Records provided:
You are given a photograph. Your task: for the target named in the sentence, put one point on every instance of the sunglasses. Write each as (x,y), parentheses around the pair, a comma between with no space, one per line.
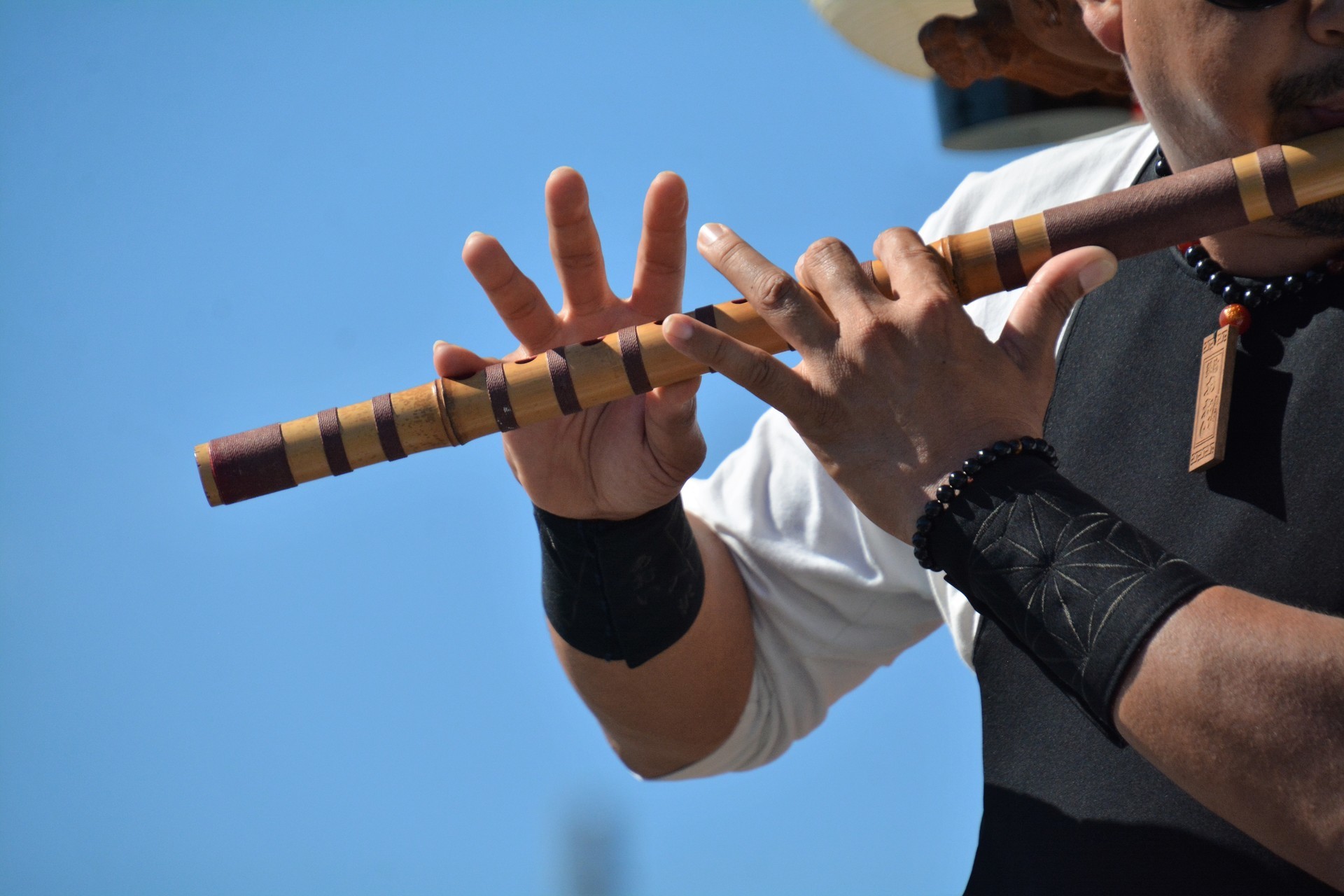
(1247,6)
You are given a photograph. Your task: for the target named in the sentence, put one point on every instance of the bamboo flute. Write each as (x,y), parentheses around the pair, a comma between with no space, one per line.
(1224,195)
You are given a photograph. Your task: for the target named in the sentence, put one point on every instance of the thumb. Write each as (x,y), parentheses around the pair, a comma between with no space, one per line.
(456,362)
(670,426)
(1037,320)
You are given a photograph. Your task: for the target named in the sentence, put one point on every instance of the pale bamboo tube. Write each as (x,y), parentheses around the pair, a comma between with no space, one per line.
(1276,181)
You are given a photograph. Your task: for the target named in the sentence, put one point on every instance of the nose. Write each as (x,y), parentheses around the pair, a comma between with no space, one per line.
(1326,22)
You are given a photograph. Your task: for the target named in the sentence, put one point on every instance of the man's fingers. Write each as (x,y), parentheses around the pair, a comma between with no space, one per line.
(778,298)
(752,368)
(456,362)
(671,429)
(1037,320)
(660,266)
(574,244)
(917,272)
(831,270)
(517,298)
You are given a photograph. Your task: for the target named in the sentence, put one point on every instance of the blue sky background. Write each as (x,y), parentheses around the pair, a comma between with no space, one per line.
(219,216)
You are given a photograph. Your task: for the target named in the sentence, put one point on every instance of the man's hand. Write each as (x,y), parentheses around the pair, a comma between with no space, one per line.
(628,457)
(891,396)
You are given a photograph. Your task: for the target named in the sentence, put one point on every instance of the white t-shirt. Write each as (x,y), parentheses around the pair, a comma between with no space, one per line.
(834,597)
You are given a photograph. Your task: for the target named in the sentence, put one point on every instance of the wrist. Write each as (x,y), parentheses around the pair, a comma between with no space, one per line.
(1070,582)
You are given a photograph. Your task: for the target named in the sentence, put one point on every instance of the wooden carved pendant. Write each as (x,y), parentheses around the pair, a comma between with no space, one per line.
(1214,400)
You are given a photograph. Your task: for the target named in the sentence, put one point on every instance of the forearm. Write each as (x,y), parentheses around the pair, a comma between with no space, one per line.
(678,707)
(1240,701)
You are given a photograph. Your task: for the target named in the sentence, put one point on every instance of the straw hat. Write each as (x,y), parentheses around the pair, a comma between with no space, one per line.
(889,30)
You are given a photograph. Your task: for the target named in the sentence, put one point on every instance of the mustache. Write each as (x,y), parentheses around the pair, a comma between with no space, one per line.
(1306,89)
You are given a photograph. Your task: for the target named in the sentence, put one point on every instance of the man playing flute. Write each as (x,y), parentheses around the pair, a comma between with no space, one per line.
(1160,652)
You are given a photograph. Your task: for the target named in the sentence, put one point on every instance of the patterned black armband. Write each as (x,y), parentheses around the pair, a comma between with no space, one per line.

Task objective: Scale the material from the line containing "the man playing" down to its end, both included: rewrite those lines with the requests, multiplying every answer coordinate by 1.65 and rounding to whole numbers, with halves rounded up.

Solution to the problem:
You are given a photograph. Your task: for the target named in the sentence, put one point on every instance of the man playing flute. Write each as (x,y), parentheses around the pair, a comma between with no space, one per line.
(1914,1076)
You are given a photograph. Your task: for the target named in the sentence, put one point on every instance of the patterned black armband. Write each as (x,y), parentheses around the pair, a comma between with no space, one per line.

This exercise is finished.